Rabbit-fur for the soldiers who keep us safe; scrap iron for their guns,
copper for their bullets.
Behind them, hundreds of squat houses poured yontan smoke from
stovepipe chimneys, creating a low haze. Through the trees I caught a
glimpse, just for a second, of my house with its tall white wall. The gate
was shut. It made me wistful.
I’ll be back soon.
At the same time I was feeling a mounting elation, like bubbles rising in
my chest, a sense of freedom and anticipation – that now I could do
anything. In the darkness at the edge of the ice I had taken a terrible risk,
but now look where I was. I had done it. I felt brave, and proud.
For a few minutes the snow everywhere seemed to blanket and silence
the doubts in my head. But soon an internal self-criticism was in session. I
notice that Comrade Min-young is feeling happy. I would like to remind her
that she doesn’t have the first idea about what’s going to happen next.
Then I had a vision of my mother’s face, of the love and trust in her eyes
as she’d said: ‘Don’t stay out late,’ and pictured her scolding Min-ho for not
having told her earlier where I’d gone. My thoughts became less elated – I
felt pangs of guilt, and selfishness and stupidity.
I’ll be back soon.
The road curved to the right, the trees became thicker, and Hyesan
disappeared from view.
Chapter 20
Home truths
The road twisted and turned through the Changbai Mountains. We passed
sparse villages of squat, tile-roofed houses along the way. They didn’t look
much different from those in North Korea. But after a few hours’ distance
the villages were larger and looked more prosperous. Gradually they
merged into towns, and the towns into suburbs. The two-lane road became
four lanes. Soon the traffic was a broad, slow-moving river of steel and
glowing red taillights. We were caught in an ant-like crawl of thousands of
cars, more than I had ever seen. Far from being bored, my eyes were
everywhere, taking this in. Every vehicle looked new. There were none of
the heavy green military trucks, the most common vehicles around Hyesan.
We stopped for lunch at a service station at the side of the freeway, which
had photographs of mouthwatering dishes displayed in illuminated signs. In
North Korea, there were only state-owned restaurants, which saw no reason
or need to entice customers or make any effort to sell; and private, semi-
legal ones operating furtively in markets or in people’s homes. But here the
restaurants were advertising themselves brightly, inviting me to stop and
look. I ordered egg fried rice and the waitress brought a huge plateful.
Chinese people eat so much. I looked up at Mr Ahn. He laughed heartily at
my expression. He was enjoying my reactions to everything.
We approached Shenyang in the late afternoon along an eight-lane
expressway. Nothing had prepared me for my first sight of the city. Huge
towers of steel and glass rose on either side, their tips aflame in the last
light of the sun. The taxi stopped at a crossing as the lights turned red, and
hundreds of people crossed the road. Every one of them was dressed
differently. No one was in uniform. I glanced up and saw a soaring
billboard of an underwear model.
I had not known that Shenyang, the capital of Liaoning Province, is one
of the largest cities in China. More than 8 million people live there. It made
Pyongyang look like a provincial backwater.

**Information provided:**
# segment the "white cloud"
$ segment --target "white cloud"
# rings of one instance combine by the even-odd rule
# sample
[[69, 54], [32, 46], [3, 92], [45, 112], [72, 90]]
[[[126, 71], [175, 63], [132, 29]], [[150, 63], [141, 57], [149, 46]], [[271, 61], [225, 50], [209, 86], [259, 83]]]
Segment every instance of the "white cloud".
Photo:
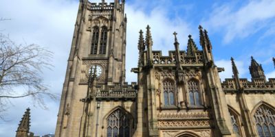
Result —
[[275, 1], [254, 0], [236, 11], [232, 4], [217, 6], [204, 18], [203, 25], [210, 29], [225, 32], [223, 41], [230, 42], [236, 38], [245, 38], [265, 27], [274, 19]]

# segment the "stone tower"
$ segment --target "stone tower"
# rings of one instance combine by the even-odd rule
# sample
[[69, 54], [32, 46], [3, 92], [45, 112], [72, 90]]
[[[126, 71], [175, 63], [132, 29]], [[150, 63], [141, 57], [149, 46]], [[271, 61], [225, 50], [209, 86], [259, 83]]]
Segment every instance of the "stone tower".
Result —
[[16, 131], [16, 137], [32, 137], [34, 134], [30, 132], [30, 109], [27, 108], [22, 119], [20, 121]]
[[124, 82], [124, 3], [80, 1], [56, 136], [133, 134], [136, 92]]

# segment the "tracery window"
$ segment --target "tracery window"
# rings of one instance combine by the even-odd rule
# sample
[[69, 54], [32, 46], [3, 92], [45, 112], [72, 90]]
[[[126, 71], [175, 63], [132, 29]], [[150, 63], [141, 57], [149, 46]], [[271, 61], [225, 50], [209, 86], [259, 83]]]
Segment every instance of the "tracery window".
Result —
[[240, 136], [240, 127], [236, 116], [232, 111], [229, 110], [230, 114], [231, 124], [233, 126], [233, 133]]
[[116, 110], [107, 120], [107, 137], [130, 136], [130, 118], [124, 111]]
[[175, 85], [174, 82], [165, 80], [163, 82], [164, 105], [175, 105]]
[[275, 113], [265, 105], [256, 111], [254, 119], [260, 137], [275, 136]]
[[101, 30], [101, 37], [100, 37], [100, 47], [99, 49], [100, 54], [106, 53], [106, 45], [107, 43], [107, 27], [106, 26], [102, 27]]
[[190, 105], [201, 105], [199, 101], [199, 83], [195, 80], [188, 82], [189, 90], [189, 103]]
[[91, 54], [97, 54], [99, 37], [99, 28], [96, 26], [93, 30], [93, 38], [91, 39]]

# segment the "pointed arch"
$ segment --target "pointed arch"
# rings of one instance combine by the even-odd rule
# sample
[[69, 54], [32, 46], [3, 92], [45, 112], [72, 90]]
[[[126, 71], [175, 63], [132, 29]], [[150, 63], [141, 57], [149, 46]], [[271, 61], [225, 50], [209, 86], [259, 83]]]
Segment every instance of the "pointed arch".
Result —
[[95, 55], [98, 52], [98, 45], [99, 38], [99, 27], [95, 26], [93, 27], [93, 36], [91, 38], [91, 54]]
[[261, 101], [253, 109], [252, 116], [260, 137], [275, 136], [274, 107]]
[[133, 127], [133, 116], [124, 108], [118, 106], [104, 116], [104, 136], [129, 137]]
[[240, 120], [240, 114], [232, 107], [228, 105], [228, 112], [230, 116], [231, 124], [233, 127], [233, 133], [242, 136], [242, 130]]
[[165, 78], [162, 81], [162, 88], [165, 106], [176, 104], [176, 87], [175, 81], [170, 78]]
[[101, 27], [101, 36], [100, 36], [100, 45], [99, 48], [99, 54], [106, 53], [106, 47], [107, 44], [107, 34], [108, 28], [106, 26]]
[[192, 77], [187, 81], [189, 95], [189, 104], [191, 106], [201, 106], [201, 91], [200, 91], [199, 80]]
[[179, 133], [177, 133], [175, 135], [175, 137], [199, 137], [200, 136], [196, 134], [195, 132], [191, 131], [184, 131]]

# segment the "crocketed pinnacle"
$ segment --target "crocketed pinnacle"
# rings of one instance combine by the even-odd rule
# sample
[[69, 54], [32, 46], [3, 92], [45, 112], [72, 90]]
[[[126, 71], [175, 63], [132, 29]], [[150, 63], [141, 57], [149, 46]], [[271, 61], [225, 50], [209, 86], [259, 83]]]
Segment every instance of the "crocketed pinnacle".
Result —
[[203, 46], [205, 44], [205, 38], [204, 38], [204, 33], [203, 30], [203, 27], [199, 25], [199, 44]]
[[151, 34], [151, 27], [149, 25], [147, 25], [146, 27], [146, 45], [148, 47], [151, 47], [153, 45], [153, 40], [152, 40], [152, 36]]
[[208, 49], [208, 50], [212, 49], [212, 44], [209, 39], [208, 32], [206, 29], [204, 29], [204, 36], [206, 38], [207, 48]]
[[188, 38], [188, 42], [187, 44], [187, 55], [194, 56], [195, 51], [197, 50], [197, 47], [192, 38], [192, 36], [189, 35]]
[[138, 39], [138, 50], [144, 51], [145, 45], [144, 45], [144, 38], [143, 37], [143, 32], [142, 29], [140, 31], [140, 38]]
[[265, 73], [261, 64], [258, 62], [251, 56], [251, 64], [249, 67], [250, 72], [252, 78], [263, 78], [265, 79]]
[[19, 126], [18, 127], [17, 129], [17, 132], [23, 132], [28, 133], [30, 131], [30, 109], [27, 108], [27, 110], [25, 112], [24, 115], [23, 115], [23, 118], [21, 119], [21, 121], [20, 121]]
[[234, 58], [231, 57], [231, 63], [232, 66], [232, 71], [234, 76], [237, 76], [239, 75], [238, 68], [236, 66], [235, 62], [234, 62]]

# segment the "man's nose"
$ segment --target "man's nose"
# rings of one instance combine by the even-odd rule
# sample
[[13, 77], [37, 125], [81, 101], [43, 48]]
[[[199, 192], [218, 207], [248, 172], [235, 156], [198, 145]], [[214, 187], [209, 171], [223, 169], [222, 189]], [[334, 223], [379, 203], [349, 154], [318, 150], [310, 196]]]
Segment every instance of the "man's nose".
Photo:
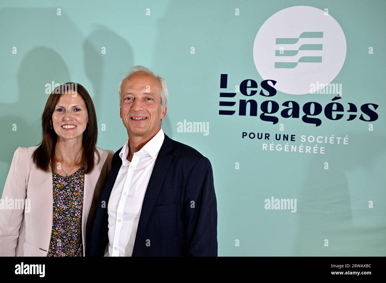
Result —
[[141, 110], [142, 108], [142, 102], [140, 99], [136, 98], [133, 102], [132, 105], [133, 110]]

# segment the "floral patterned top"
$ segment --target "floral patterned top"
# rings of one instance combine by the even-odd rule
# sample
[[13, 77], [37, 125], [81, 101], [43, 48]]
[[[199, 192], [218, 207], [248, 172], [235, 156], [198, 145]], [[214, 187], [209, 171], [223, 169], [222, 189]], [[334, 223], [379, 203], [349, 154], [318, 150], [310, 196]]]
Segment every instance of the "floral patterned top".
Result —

==

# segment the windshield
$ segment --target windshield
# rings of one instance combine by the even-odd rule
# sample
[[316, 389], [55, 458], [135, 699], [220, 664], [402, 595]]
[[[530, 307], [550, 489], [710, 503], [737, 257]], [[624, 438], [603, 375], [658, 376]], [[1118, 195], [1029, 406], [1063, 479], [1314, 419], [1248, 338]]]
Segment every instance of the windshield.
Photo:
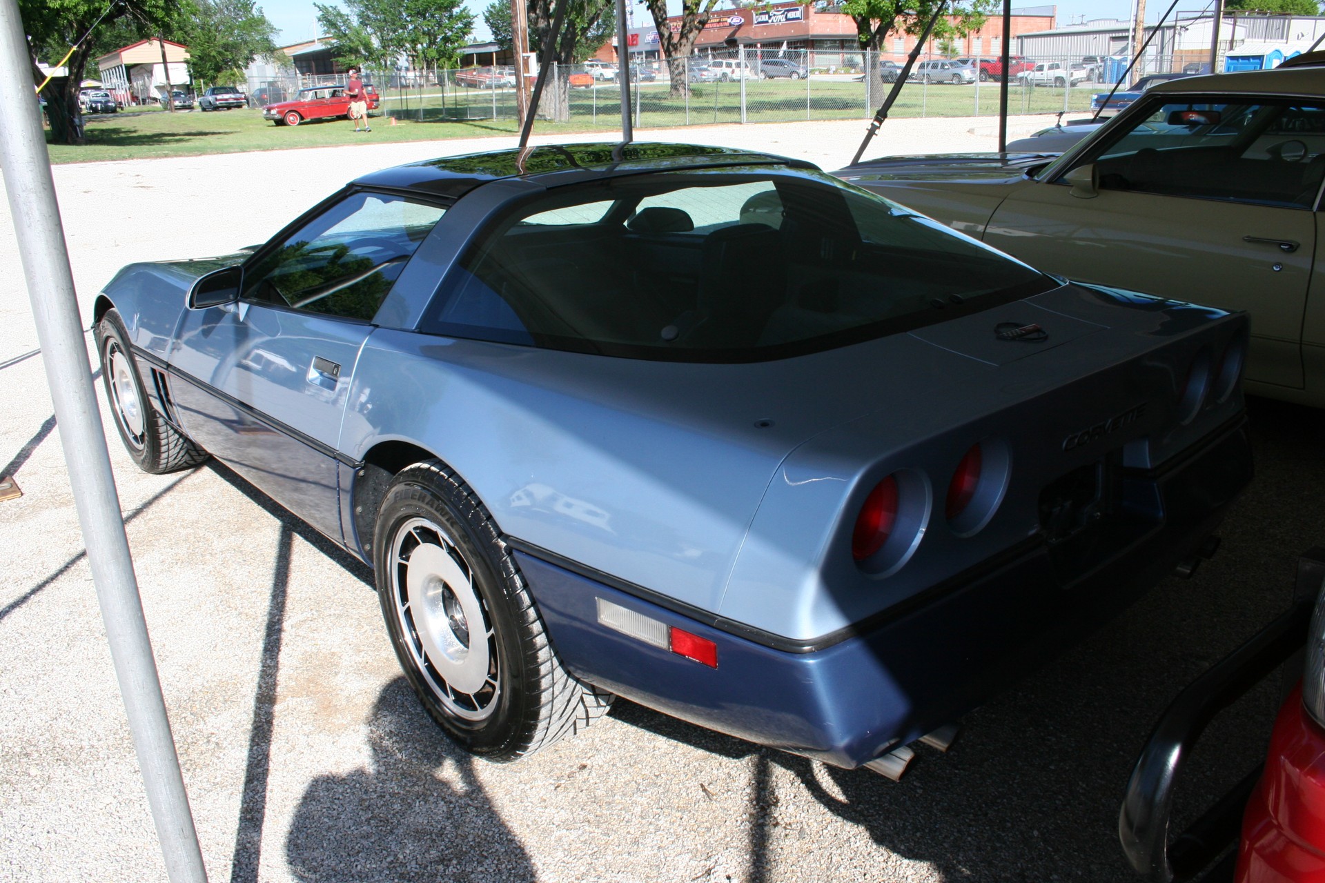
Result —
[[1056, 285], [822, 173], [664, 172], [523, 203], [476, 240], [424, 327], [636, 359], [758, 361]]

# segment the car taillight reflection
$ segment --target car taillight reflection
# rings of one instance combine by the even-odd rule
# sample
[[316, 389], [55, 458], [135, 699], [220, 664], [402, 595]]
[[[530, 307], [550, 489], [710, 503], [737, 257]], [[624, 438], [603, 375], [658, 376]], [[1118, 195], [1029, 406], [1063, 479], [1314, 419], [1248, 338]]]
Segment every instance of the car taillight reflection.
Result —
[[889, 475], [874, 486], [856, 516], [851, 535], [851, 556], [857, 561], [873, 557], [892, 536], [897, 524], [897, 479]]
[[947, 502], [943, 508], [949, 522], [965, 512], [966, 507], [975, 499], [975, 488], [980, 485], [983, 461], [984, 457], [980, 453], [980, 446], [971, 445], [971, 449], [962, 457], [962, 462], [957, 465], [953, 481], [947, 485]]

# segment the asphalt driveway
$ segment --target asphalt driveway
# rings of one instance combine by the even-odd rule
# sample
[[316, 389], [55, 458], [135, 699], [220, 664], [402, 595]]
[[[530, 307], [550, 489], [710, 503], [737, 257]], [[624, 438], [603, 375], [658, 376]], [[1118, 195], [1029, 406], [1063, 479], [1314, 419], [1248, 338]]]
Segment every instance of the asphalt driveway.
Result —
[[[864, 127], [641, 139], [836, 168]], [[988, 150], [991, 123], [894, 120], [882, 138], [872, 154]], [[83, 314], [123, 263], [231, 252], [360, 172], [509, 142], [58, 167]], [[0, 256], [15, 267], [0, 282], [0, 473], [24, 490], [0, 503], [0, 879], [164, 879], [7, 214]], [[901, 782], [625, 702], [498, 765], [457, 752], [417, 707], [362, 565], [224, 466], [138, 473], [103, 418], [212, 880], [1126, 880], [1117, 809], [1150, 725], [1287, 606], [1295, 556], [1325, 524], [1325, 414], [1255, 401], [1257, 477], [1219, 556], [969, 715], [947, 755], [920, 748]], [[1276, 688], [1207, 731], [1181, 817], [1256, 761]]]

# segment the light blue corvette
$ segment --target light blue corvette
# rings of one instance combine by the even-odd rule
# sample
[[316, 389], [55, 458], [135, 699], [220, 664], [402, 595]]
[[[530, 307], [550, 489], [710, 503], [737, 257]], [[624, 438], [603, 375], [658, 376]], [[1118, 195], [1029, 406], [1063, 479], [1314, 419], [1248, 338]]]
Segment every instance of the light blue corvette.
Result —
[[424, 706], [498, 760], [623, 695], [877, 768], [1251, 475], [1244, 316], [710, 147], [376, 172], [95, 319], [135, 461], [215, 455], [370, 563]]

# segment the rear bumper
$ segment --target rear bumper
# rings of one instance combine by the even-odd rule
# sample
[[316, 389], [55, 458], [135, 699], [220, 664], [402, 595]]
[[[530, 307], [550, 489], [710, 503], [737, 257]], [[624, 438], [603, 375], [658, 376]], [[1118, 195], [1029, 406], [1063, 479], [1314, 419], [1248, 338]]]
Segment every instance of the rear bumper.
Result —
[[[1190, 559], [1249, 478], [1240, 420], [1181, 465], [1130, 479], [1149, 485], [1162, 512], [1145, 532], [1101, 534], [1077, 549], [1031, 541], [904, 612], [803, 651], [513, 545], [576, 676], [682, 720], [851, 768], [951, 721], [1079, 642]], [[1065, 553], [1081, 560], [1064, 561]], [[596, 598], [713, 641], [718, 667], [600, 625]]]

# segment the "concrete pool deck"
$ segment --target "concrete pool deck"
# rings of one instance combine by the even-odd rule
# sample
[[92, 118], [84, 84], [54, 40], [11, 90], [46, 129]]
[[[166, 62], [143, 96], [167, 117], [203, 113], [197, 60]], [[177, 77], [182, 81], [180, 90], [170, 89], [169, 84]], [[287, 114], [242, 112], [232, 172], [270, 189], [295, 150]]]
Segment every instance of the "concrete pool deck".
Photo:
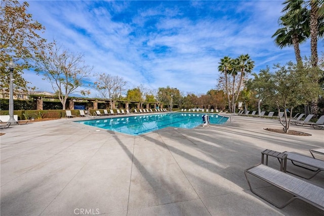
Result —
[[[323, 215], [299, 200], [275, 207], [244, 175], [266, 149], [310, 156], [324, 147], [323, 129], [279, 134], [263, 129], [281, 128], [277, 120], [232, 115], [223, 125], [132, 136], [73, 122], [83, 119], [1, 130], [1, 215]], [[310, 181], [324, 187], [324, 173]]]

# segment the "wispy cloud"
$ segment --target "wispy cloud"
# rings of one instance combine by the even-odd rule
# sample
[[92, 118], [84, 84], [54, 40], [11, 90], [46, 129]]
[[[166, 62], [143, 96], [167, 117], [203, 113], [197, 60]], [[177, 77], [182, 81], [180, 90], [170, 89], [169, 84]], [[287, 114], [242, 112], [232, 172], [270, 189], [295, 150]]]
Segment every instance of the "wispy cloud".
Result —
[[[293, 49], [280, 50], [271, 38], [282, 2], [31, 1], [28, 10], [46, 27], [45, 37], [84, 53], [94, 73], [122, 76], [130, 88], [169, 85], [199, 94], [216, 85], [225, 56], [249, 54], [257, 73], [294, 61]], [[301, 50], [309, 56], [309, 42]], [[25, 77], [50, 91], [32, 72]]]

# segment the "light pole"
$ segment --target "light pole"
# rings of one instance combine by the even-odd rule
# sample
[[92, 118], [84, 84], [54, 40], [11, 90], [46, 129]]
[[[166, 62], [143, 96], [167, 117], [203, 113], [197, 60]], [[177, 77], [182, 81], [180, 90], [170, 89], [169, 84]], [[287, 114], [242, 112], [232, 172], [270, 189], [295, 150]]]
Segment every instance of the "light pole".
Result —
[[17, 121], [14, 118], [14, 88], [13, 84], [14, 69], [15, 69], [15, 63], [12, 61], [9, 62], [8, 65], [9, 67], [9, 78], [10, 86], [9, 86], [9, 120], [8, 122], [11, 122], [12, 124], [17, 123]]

**What you will do:**
- A) Copy the Shenyang extract from "We stopped for" up to and including "a huge plateful.", renaming "restaurants" as "eateries" each time it appears.
- B) Summarize the Shenyang extract in three sentences.
- C) Pick up the Shenyang extract after its last sentence and continue it.
The rows have no connection to the Shenyang extract.

**Answers to the exercise:**
- A)
We stopped for lunch at a service station at the side of the freeway, which
had photographs of mouthwatering dishes displayed in illuminated signs. In
North Korea, there were only state-owned eateries, which saw no reason
or need to entice customers or make any effort to sell; and private, semi-
legal ones operating furtively in markets or in people’s homes. But here the
eateries were advertising themselves brightly, inviting me to stop and
look. I ordered egg fried rice and the waitress brought a huge plateful.

- B) As Hyesan falls out of view, the narrator feels elated and proud of having taken a terrible risk, then feels guilt at the memory of a mother's trusting face. On the road through the Changbai Mountains, villages give way to towns and suburbs, the road widens into a crawl of new cars, and at a service station the narrator notices restaurants advertising themselves in a way North Korea's state-owned ones never did. In Shenyang, a city of more than 8 million people, the narrator sees towering steel and glass buildings and crowds in varied clothes with no one in uniform, and Pyongyang seems a provincial backwater by comparison.

- C)
We reached the neighbourhood where my relatives lived, and after
stopping several times to ask for directions, found the address. It was in a
large, glitzy apartment complex. Each block was twenty storeys high. Mr
Ahn and the taxi driver came with me in the elevator up to the eleventh
floor. I rang the doorbell and felt a flutter of anxiety. I had no idea what to
expect.
My Uncle Jung-gil opened the door and looked from me to Mr Ahn to
the taxi driver.
‘Uncle, it’s me, Min-young.’
It took him a second to absorb this, and then his face was agog, like a
cartoon character. Aunt Sang-hee joined him in the door. She was as
astonished as he was.
My ‘uncle’ was in fact my father’s cousin. His family had fled Hyesan
during the Korean War and he had grown up in Shenyang. He had visited us
in Hyesan twice, but not for several years. He had seemed wealthy to us, a
little plump, very outgoing, and always laden with gifts. He was now in his
late forties.
I introduced Mr Ahn, and explained that it was my vacation and I wanted
to see China before I started college. My uncle paid the enormous taxi fare
and the driver left. After chatting for a while, Mr Ahn said that he was
going to do some shopping and return to Changbai. We said our goodbyes.
My uncle and aunt made me feel instantly welcome. I was family – it
made no difference to them that they had not seen me in years. Their
apartment was modern and spacious, with small elegant spotlights set into
the ceiling. This was like the homes I’d seen in the TV dramas. Floor-to-
ceiling windows gave sweeping views onto a dozen tall apartment buildings
identical to theirs. The sky had turned a deep orange. Lights were coming
on in the other towers, making them look like jewel boxes. Beyond them,
all the way to the horizon, hundreds more towers, glittering in the dusk,
were being built or had been newly completed.
My uncle asked my aunt to pop out and buy some ice cream. She came
back with every variety she could find.
‘Try these,’ she said. ‘Some of them are new.’
We opened them all and I took a spoonful from each. They were the most
heavenly flavours I had ever tasted. Jasmine flavour, green tea, mango,
black sesame, a luscious fuchsia variety called taro, and a Japanese one
called red bean. Red bean. Flavours I had not imagined possible. Oh, how
this made me want to stay in China.
My uncle was tall, and slimmer than I remembered him. As a girl I’d
thought he looked plump because I had grown up in a country where there
were no fat people, but compared with the large and rounded Chinese
people I’d been seeing everywhere, I saw that his face had the boniness of
someone who had endured decades of hardship. Wealth, for him, had come
late in life.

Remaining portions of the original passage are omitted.